Your task is to return the span of lines beginning at the one with "of the **wood" and ending at the last line of the data, exactly as it stands.

-------- LISTED RECORDS

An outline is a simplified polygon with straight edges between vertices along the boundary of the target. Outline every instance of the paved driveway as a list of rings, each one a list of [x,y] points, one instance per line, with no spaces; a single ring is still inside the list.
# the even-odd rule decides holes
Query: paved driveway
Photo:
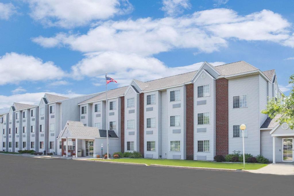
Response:
[[[1,195],[291,195],[291,176],[0,155]]]
[[[294,175],[294,163],[285,162],[270,164],[258,170],[248,171],[258,173],[293,175]]]

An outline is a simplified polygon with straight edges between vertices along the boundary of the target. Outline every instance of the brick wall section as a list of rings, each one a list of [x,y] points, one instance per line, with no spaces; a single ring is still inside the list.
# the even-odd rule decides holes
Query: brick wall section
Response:
[[[121,151],[125,152],[125,97],[121,97]]]
[[[194,159],[194,85],[186,85],[186,155],[188,160]]]
[[[139,150],[144,157],[144,93],[140,93],[139,98]]]
[[[228,154],[228,82],[222,78],[216,81],[216,155]]]
[[[63,143],[64,143],[63,142],[65,142],[66,141],[66,139],[61,139],[61,144],[62,145],[62,146],[61,147],[61,148],[62,148],[62,150],[61,151],[61,154],[63,156],[63,155],[64,155],[64,151],[65,150],[63,149]],[[76,139],[72,139],[72,141],[76,141]],[[58,147],[59,147],[59,145],[58,145]],[[70,153],[71,155],[73,153],[74,153],[74,151],[75,151],[75,152],[76,152],[76,153],[77,152],[76,152],[76,150],[69,150],[69,149],[68,149],[67,150],[67,150],[67,152],[68,152],[68,153]]]

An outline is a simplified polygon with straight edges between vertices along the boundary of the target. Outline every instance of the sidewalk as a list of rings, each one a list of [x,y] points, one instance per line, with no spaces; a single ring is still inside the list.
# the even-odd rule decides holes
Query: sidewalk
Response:
[[[272,164],[258,170],[245,171],[252,173],[260,174],[294,175],[294,164],[293,163]]]

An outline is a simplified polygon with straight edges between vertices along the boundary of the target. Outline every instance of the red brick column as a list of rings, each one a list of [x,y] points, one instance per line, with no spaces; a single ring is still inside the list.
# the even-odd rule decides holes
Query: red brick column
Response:
[[[229,153],[228,84],[224,78],[216,81],[216,155]]]
[[[194,159],[194,111],[193,84],[186,85],[186,156]]]
[[[125,152],[125,97],[121,97],[121,151]]]
[[[139,109],[140,152],[144,157],[144,93],[140,93]]]

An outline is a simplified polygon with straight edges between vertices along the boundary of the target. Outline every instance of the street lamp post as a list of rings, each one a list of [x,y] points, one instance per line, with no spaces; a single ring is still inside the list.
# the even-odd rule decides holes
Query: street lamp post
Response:
[[[245,168],[245,151],[244,147],[244,130],[246,129],[246,125],[244,124],[240,125],[240,129],[242,130],[242,139],[243,140],[243,167]]]

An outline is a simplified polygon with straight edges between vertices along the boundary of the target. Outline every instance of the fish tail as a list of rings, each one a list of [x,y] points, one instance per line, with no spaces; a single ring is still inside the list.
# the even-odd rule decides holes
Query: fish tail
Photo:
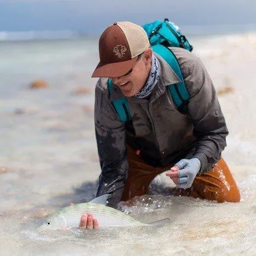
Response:
[[[170,222],[170,219],[166,218],[161,220],[157,220],[156,221],[150,222],[147,225],[150,226],[163,226],[167,223]]]

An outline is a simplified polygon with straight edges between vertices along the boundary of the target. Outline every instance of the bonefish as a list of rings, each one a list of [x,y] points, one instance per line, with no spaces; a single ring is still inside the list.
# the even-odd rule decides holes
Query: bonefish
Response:
[[[92,213],[101,227],[160,225],[167,223],[168,218],[150,223],[143,223],[132,216],[106,206],[110,195],[104,195],[88,203],[67,206],[47,217],[39,230],[58,230],[78,227],[82,214]]]

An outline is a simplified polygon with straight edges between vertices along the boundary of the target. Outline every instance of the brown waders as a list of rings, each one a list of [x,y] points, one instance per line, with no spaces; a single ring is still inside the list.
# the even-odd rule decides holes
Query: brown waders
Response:
[[[136,151],[128,148],[129,171],[122,200],[146,194],[150,182],[157,175],[170,169],[173,164],[165,167],[153,167],[143,161]],[[218,202],[240,201],[240,194],[227,166],[223,158],[207,173],[198,174],[189,189],[178,189],[176,196],[215,200]]]

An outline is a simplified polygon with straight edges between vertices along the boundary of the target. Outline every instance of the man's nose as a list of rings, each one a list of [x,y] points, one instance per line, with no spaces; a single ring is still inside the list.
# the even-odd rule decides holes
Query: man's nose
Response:
[[[117,82],[118,81],[119,79],[120,78],[120,76],[117,76],[115,77],[111,77],[111,78],[112,79],[112,82],[113,82],[113,83],[116,84],[117,83]]]

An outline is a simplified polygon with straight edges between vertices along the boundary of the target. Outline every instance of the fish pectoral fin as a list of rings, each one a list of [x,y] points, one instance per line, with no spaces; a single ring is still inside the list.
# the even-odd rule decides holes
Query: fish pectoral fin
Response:
[[[172,222],[172,221],[170,219],[166,218],[166,219],[157,220],[156,221],[150,222],[147,223],[147,225],[150,225],[150,226],[163,226],[167,223],[170,222]]]
[[[98,204],[103,204],[105,206],[107,204],[107,198],[110,196],[110,194],[106,194],[102,196],[98,196],[94,199],[93,199],[90,203],[97,203]]]

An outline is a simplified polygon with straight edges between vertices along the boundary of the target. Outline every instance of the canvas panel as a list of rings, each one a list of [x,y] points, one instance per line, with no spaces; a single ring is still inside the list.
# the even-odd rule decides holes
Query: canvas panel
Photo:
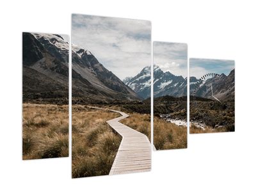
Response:
[[[22,33],[23,159],[68,156],[68,42]]]
[[[191,58],[190,133],[235,131],[235,62]]]
[[[72,178],[150,170],[151,24],[73,14]]]
[[[154,145],[187,148],[188,45],[154,42]]]

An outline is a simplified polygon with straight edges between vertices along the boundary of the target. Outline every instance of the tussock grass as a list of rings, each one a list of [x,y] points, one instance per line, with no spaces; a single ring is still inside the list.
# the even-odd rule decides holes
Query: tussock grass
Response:
[[[68,156],[68,107],[23,104],[23,159]]]
[[[205,126],[204,130],[196,127],[194,124],[191,124],[189,127],[189,133],[211,133],[211,132],[233,132],[235,131],[235,126],[234,125],[227,125],[220,128],[212,128],[210,126]]]
[[[106,122],[116,113],[72,106],[72,178],[108,175],[122,138]]]
[[[187,127],[154,116],[154,145],[157,150],[187,148]]]
[[[129,116],[122,119],[120,122],[145,134],[150,141],[150,115],[138,113],[127,114]]]

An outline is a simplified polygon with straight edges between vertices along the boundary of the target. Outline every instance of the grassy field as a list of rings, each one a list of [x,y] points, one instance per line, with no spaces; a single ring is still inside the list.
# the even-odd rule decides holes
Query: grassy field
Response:
[[[117,113],[72,106],[72,178],[108,175],[122,138],[106,122]]]
[[[129,116],[120,122],[145,134],[150,141],[150,115],[138,113],[127,113]]]
[[[68,106],[23,104],[23,159],[68,156]]]
[[[197,127],[196,125],[192,124],[190,125],[189,133],[211,133],[211,132],[232,132],[234,131],[233,126],[226,126],[221,128],[213,129],[210,126],[205,126],[204,130]]]
[[[187,148],[187,127],[154,116],[154,145],[157,150]]]

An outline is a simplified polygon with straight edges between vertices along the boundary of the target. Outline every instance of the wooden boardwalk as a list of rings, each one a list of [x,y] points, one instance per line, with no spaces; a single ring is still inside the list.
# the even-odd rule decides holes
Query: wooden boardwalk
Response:
[[[124,112],[89,106],[119,113],[121,116],[107,123],[122,137],[109,175],[148,172],[151,169],[151,144],[147,136],[119,122],[129,116]]]
[[[128,117],[128,115],[118,111],[109,111],[122,115],[107,123],[122,137],[109,175],[150,171],[151,144],[147,136],[118,122]]]

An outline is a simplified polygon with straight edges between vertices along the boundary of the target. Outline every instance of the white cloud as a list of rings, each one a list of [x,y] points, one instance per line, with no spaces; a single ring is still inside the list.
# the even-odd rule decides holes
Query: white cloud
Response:
[[[154,64],[164,72],[188,76],[188,47],[186,44],[154,42]]]
[[[72,42],[88,49],[120,79],[151,63],[148,21],[72,15]]]

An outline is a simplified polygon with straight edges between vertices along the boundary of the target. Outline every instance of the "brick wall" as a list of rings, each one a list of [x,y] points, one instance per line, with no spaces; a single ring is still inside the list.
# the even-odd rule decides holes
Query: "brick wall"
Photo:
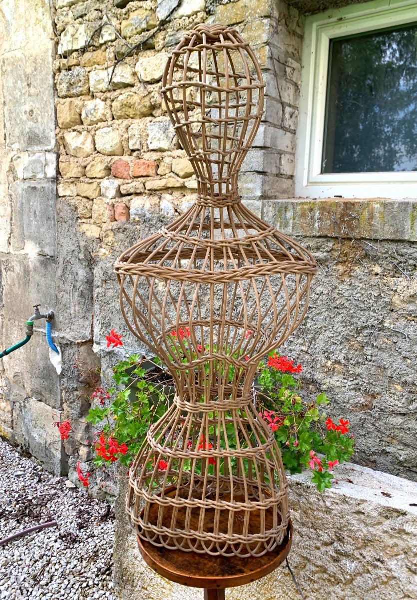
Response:
[[[235,26],[265,73],[264,122],[243,167],[241,195],[294,194],[302,37],[295,10],[263,0],[57,0],[56,9],[58,194],[76,208],[86,235],[111,245],[115,221],[142,220],[151,209],[173,216],[192,199],[197,183],[160,90],[170,52],[201,22]]]

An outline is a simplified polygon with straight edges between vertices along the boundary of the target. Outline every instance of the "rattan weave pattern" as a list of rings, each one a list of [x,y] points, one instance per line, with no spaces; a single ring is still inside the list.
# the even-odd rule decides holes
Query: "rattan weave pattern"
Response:
[[[197,200],[115,264],[126,323],[175,383],[173,404],[131,467],[126,498],[139,536],[167,548],[259,556],[288,525],[279,449],[252,382],[259,361],[304,318],[316,266],[237,193],[264,85],[234,29],[201,25],[185,35],[162,94]]]

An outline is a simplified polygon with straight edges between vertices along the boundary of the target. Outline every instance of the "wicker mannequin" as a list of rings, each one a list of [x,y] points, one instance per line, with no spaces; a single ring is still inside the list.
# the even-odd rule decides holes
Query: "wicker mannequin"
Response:
[[[249,45],[229,27],[199,25],[174,51],[163,86],[198,194],[115,265],[126,322],[176,389],[131,468],[128,514],[155,545],[259,556],[282,542],[289,512],[252,382],[259,361],[304,317],[316,264],[237,194],[264,101]]]

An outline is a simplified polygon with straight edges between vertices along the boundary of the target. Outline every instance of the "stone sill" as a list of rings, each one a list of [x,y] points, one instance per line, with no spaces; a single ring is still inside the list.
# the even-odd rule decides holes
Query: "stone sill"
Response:
[[[325,490],[324,497],[349,497],[409,512],[417,517],[417,482],[352,463],[338,466],[334,477],[333,487]],[[311,473],[307,471],[289,475],[288,481],[293,491],[299,485],[313,488],[312,493],[316,490],[311,483]]]
[[[417,482],[352,463],[323,493],[311,473],[289,478],[294,535],[289,556],[309,600],[417,598]],[[342,481],[343,480],[343,481]],[[125,485],[125,482],[123,482]],[[141,558],[116,502],[114,587],[119,600],[197,600],[203,590],[164,579]],[[226,590],[226,600],[300,600],[288,570]]]
[[[286,198],[244,203],[289,235],[417,241],[417,199]]]

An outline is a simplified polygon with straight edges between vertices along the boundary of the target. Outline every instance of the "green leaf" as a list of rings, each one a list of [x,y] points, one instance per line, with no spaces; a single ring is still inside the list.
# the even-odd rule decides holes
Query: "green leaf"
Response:
[[[88,412],[86,417],[86,421],[92,425],[97,425],[108,415],[110,408],[100,408],[99,406],[92,407]]]

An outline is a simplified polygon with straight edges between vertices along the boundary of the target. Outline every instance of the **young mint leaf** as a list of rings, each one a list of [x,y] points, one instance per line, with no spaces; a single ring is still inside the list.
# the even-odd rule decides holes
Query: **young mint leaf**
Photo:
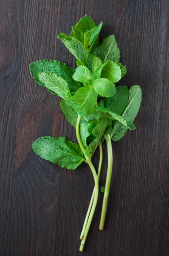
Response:
[[[116,92],[112,97],[102,99],[98,107],[106,108],[118,115],[123,112],[129,98],[129,90],[127,86],[118,86]]]
[[[108,79],[113,83],[117,83],[121,79],[121,72],[116,63],[107,61],[101,69],[101,77]]]
[[[87,146],[87,138],[92,134],[92,130],[95,126],[96,120],[90,120],[80,124],[80,132],[82,141],[85,148]]]
[[[102,186],[100,188],[100,190],[102,193],[104,193],[105,191],[105,187],[103,186]]]
[[[89,55],[88,59],[87,62],[87,67],[92,72],[92,64],[94,58],[96,57],[95,53],[92,53]]]
[[[48,71],[38,73],[38,75],[39,81],[56,95],[65,100],[71,97],[68,84],[63,78],[55,73]]]
[[[84,47],[87,51],[90,51],[93,44],[98,36],[103,23],[101,22],[98,26],[94,27],[92,30],[87,30],[84,34]]]
[[[104,38],[102,44],[95,49],[94,52],[104,62],[108,60],[113,62],[119,62],[120,51],[114,35]]]
[[[98,146],[99,143],[104,133],[107,125],[107,120],[103,118],[100,123],[93,128],[92,133],[96,137],[90,144],[86,148],[85,151],[89,157],[91,157]]]
[[[127,72],[127,69],[126,66],[123,66],[121,65],[121,63],[119,62],[118,63],[117,63],[118,66],[120,67],[120,69],[121,70],[121,79],[126,74]]]
[[[66,118],[73,127],[76,128],[77,119],[77,113],[66,104],[65,100],[61,100],[60,103],[60,108]]]
[[[101,61],[98,57],[94,57],[92,64],[92,73],[94,73],[97,70],[101,68]],[[97,78],[100,78],[100,77]]]
[[[107,125],[106,131],[105,131],[105,134],[110,134],[112,131],[112,122],[108,120]]]
[[[35,140],[32,148],[42,158],[67,169],[74,170],[85,160],[79,145],[65,137],[42,137]]]
[[[132,122],[130,121],[127,121],[122,116],[108,110],[105,108],[95,108],[92,113],[95,118],[97,119],[100,119],[101,117],[105,117],[110,121],[114,119],[117,120],[123,125],[125,125],[130,130],[135,129],[135,125]]]
[[[90,70],[84,66],[80,66],[77,68],[73,78],[74,80],[84,83],[88,83],[92,77]]]
[[[68,105],[65,101],[63,99],[62,99],[60,105],[61,110],[68,122],[69,122],[74,128],[76,128],[78,116],[76,112],[72,108]],[[88,121],[93,120],[94,119],[94,117],[93,115],[92,115],[92,114],[90,114],[87,118],[82,117],[81,122],[86,122]]]
[[[111,97],[116,92],[114,84],[105,78],[95,80],[94,88],[96,93],[103,97]]]
[[[139,85],[133,85],[129,89],[129,97],[122,116],[128,122],[133,122],[140,108],[141,101],[141,89]],[[111,132],[112,140],[117,141],[121,140],[127,131],[127,128],[117,122]]]
[[[69,51],[75,57],[79,63],[85,65],[87,60],[87,55],[83,45],[76,38],[70,37],[63,33],[58,35]]]
[[[93,19],[87,15],[85,15],[80,19],[79,22],[75,26],[75,27],[81,30],[83,33],[84,33],[87,30],[91,30],[96,26],[96,23]],[[73,30],[71,32],[70,36],[74,37]]]
[[[86,85],[80,88],[67,103],[81,116],[87,117],[93,109],[97,98],[97,93],[94,89]]]
[[[79,41],[80,41],[83,45],[84,44],[84,34],[76,26],[73,26],[72,29],[72,34],[73,34],[73,35],[71,37],[73,37],[77,39]]]
[[[38,61],[31,63],[30,65],[30,73],[35,81],[38,84],[45,86],[44,83],[40,81],[38,73],[41,72],[50,71],[56,73],[64,79],[68,83],[71,95],[74,95],[78,89],[82,87],[79,82],[75,81],[73,79],[73,75],[75,73],[75,69],[71,67],[65,63],[62,63],[57,61],[46,61],[43,60]],[[49,91],[51,90],[48,89]],[[52,91],[51,92],[54,93]]]
[[[92,54],[93,53],[93,52],[94,49],[98,45],[99,42],[99,36],[98,36],[96,38],[95,41],[94,41],[93,44],[92,44],[92,46],[91,47],[89,51],[89,52],[88,52],[88,55]]]

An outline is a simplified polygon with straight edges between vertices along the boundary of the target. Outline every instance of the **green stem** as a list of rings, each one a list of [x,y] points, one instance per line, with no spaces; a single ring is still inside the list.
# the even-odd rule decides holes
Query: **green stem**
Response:
[[[87,223],[86,225],[85,230],[84,232],[84,236],[81,242],[81,244],[80,245],[79,250],[81,252],[82,252],[83,250],[83,248],[84,246],[85,242],[86,241],[86,238],[87,236],[88,233],[89,232],[89,228],[90,226],[91,223],[92,222],[92,218],[93,216],[94,212],[95,210],[96,207],[96,206],[97,200],[98,198],[98,194],[99,194],[99,182],[98,180],[97,179],[97,174],[95,170],[95,169],[89,157],[86,154],[85,152],[85,148],[84,146],[83,145],[83,143],[82,141],[81,138],[80,134],[80,131],[79,131],[79,126],[80,126],[80,119],[81,119],[81,117],[78,115],[77,122],[76,122],[76,136],[77,139],[78,141],[79,144],[79,146],[82,151],[84,157],[86,159],[86,161],[89,165],[89,166],[92,172],[92,174],[93,176],[94,183],[95,183],[95,196],[93,200],[93,206],[92,207],[92,209],[91,209],[90,213],[90,216],[88,220]]]
[[[99,225],[99,230],[103,230],[104,227],[113,167],[113,152],[110,135],[107,134],[105,136],[105,138],[106,139],[107,148],[108,167]]]
[[[99,160],[99,168],[98,168],[98,172],[97,173],[97,179],[98,180],[98,181],[99,180],[100,173],[101,169],[101,166],[102,166],[102,162],[103,161],[103,150],[102,148],[102,145],[101,142],[100,142],[99,143],[99,150],[100,150],[100,160]],[[94,188],[93,191],[93,194],[92,195],[92,197],[91,198],[90,202],[89,208],[88,208],[88,210],[87,213],[86,214],[86,218],[85,218],[84,224],[83,224],[83,229],[82,231],[81,234],[80,235],[80,239],[82,240],[83,238],[84,233],[85,232],[85,230],[86,227],[86,225],[87,223],[88,219],[89,218],[89,214],[90,212],[91,209],[92,208],[92,206],[93,205],[93,203],[94,200],[94,198],[95,196],[95,187]]]

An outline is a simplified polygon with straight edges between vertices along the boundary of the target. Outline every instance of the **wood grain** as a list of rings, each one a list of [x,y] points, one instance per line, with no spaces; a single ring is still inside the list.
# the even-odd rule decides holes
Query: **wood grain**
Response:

----------------

THE SOLUTION>
An outline is a simplified polygon with straight edges between vertices along the boundary of the target. Outline every instance of the **wood grain** as a list of rings, each one a list of [x,y] points, one instance per line, with no spaces; a single ring is still inside the list.
# the even-odd rule decides holes
Query: **wood grain**
Response:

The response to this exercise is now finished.